▶ [WHAT NEEDS TO BE DONE]:
Copy out the records so that each line matches the original.

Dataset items
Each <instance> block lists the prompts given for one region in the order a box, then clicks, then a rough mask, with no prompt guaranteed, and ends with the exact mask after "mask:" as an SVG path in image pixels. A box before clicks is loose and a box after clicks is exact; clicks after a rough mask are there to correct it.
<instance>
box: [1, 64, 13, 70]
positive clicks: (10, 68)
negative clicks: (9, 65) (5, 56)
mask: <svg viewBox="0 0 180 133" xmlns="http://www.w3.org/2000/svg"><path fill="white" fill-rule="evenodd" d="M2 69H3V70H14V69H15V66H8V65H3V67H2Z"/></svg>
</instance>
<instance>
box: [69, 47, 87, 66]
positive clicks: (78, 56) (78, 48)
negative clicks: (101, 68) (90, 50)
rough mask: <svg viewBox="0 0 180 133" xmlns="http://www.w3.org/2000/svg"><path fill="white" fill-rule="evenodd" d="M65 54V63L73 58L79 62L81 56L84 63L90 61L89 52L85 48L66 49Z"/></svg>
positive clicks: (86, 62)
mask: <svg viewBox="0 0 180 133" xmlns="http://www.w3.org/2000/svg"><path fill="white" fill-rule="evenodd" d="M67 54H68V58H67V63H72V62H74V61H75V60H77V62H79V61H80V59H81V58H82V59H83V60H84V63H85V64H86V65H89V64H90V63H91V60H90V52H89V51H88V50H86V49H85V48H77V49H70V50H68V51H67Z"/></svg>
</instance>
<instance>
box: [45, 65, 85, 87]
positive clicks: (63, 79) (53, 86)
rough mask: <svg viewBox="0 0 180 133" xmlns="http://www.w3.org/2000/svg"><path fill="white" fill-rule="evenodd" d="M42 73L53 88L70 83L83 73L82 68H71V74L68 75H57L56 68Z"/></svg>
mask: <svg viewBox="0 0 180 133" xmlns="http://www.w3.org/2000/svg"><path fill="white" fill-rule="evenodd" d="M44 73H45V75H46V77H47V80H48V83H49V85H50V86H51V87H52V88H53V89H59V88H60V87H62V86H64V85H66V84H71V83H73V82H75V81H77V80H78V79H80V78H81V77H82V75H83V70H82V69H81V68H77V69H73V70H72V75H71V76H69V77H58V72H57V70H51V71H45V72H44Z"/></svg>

▶ [TASK OUTPUT]:
Each <instance> block lists the prompts given for one region in the order a box, then clicks, then a rough mask, with no prompt guaranteed, and ends with the exact mask after "mask:" as an SVG path in image pixels. A box before clicks is loose and a box after clicks is exact; clicks after a rough mask are there to correct it.
<instance>
box: [1, 64, 13, 70]
positive clicks: (10, 68)
negative clicks: (9, 65) (5, 56)
mask: <svg viewBox="0 0 180 133" xmlns="http://www.w3.org/2000/svg"><path fill="white" fill-rule="evenodd" d="M2 69H3V70H14V69H15V66H8V65H3V67H2Z"/></svg>
</instance>
<instance>
box: [69, 47, 87, 66]
positive clicks: (78, 56) (78, 48)
negative clicks: (101, 68) (90, 50)
rough mask: <svg viewBox="0 0 180 133" xmlns="http://www.w3.org/2000/svg"><path fill="white" fill-rule="evenodd" d="M65 54V63L73 58L79 62L81 56L84 63L90 61L89 52L85 48L66 49Z"/></svg>
positive clicks: (86, 62)
mask: <svg viewBox="0 0 180 133" xmlns="http://www.w3.org/2000/svg"><path fill="white" fill-rule="evenodd" d="M67 54H68V58H67V63H72V62H74V61H75V60H77V62H79V61H80V59H81V58H82V59H83V60H84V63H85V64H86V65H89V64H90V63H91V60H90V52H89V51H88V50H86V49H85V48H77V49H70V50H68V51H67Z"/></svg>
</instance>
<instance>
box: [45, 65, 85, 87]
positive clicks: (63, 79) (53, 86)
rough mask: <svg viewBox="0 0 180 133" xmlns="http://www.w3.org/2000/svg"><path fill="white" fill-rule="evenodd" d="M42 73L53 88L70 83L83 73L82 68H71V74L68 75H57L56 68Z"/></svg>
mask: <svg viewBox="0 0 180 133" xmlns="http://www.w3.org/2000/svg"><path fill="white" fill-rule="evenodd" d="M44 73H45V75H46V77H47V80H48V83H49V85H50V86H51V87H52V88H53V89H59V88H60V87H62V86H64V85H66V84H71V83H73V82H75V81H77V80H78V79H80V78H81V77H82V75H83V70H82V69H81V68H77V69H73V70H72V75H71V76H69V77H58V72H57V70H51V71H45V72H44Z"/></svg>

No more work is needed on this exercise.